__Excerpt provided__:
----

Peter Wood [- submitted from Bodsham School Pupils]

I was 14¾ years when war commenced, having left Bodsham School at the age of 14 years and was working on the family farm and this I continued to do as farming was a reserved occupation as the country needed all the food that could be produced.
We used to sit in the kitchen having our meals during the Battle of Britain and see the German Bombers coming over the S.E. in waves.
One day in February 1941 a hurricane which had been hit crashed only yards from the farmhouse, it spun down like a leaf in the wind, the pilot had managed to bale out earlier. For most of the war a search light was situated on the farm. The fuel for this unit was delivered by lorry, but one winter the snow was so deep that the lorry couldn’t get through so the soldiers made a sledge and they borrowed our cart horse and my brother or I used to go with them to lead it to collect the petrol and their rations from the main road nearly two miles away. This was always about 7.30 p.m. in pitch dark, no lights allowed.
One day I was ploughing one of the fields and when I went back the next day there was a hole in the field where a bomb had dropped, we reported it to the authorities who came to inspect the crater, they said it was made by a 250 lb bomb which were usually dropped in twos but a second one has never been found.
When we were cutting corn one day we saw a parachutist land in an adjacent field, he turned out to be an American Pilot who was delighted that he was on dry land as he thought he was still over the channel.
One day I went to cut some Lucerne to feed our bull and found the body of an airman whose parachute had failed to open.
We were threshing corn one year when a glider which had become detached from its plane landed in a neighbouring field.

Farm work was important, so especially at harvest time members of the armed forces were sent to help. Sailors were helping on the stacks one time but whenever doodle bugs came over they used to throw themselves to the ground. We also used to have Land girls who went from farm to farm making thatch mats to cover the stacks.
When I was about 16½ I joined the Home Guard and used to go on exercise and guard duties with them, the latter was mainly from the mid forties when we used to guard the railway at Westerhanger.


John Young [ - submitted from Bodsham School Pupils]      (1926-2014 son of Alf Young, the blacksmith at Bodsham)

----

__Job A__:
Reproduce the wartime farm memoir from "We were threshing" up to and including "railway at Westerhanger.", word for word.

----

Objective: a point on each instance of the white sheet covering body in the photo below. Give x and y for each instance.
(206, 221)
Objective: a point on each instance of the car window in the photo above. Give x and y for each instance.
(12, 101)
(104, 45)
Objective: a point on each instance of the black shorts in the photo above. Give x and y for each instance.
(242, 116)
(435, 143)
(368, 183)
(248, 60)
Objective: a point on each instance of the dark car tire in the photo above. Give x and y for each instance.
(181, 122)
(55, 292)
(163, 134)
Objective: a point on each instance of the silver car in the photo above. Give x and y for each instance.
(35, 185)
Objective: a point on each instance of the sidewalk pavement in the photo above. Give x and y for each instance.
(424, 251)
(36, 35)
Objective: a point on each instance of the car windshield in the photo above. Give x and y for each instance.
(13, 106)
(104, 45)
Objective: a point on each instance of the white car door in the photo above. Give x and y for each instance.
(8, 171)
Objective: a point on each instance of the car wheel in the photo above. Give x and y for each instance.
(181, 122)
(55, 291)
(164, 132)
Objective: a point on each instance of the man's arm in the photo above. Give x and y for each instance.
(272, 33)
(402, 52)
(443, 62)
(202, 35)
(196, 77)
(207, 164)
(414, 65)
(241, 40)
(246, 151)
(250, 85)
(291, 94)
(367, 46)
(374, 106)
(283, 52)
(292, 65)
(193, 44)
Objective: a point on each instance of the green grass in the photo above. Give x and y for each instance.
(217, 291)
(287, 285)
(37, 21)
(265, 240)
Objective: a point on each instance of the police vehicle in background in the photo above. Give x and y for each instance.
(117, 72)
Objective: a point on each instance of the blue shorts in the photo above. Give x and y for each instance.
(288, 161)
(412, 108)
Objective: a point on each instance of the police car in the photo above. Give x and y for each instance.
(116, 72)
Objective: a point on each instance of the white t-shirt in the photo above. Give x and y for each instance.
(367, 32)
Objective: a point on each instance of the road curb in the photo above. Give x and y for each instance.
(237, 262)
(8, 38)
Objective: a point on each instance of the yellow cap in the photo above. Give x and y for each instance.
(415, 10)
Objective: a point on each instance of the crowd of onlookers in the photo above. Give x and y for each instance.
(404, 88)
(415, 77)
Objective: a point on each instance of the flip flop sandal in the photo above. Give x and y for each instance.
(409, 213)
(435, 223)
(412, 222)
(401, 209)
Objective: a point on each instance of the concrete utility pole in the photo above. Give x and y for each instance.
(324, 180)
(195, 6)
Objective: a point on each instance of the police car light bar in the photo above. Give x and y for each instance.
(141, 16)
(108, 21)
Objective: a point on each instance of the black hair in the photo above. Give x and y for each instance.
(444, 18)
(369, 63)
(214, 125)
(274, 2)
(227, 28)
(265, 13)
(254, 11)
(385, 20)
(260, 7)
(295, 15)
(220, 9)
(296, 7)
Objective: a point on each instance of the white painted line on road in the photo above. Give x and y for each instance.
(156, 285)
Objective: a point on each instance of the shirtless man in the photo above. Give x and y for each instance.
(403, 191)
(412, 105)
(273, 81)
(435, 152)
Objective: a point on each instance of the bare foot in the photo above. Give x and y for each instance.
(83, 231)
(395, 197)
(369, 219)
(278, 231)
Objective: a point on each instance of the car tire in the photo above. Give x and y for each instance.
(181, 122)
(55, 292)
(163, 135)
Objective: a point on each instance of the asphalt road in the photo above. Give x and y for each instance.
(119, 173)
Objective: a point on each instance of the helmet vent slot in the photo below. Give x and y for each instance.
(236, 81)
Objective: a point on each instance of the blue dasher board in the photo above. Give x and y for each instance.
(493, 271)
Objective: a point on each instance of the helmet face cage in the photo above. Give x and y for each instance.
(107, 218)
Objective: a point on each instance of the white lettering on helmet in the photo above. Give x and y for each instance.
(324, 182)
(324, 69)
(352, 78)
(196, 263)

----

__Job B__:
Report each line of the records that contains the string "below". Case counts.

__Full answer A__:
We were threshing corn one year when a glider which had become detached from its plane landed in a neighbouring field.

Farm work was important, so especially at harvest time members of the armed forces were sent to help. Sailors were helping on the stacks one time but whenever doodle bugs came over they used to throw themselves to the ground. We also used to have Land girls who went from farm to farm making thatch mats to cover the stacks.
When I was about 16½ I joined the Home Guard and used to go on exercise and guard duties with them, the latter was mainly from the mid forties when we used to guard the railway at Westerhanger.

__Full answer B__:
Objective: a point on each instance of the white sheet covering body in the photo below. Give x and y for each instance.
Objective: a point on each instance of the helmet vent slot in the photo below. Give x and y for each instance.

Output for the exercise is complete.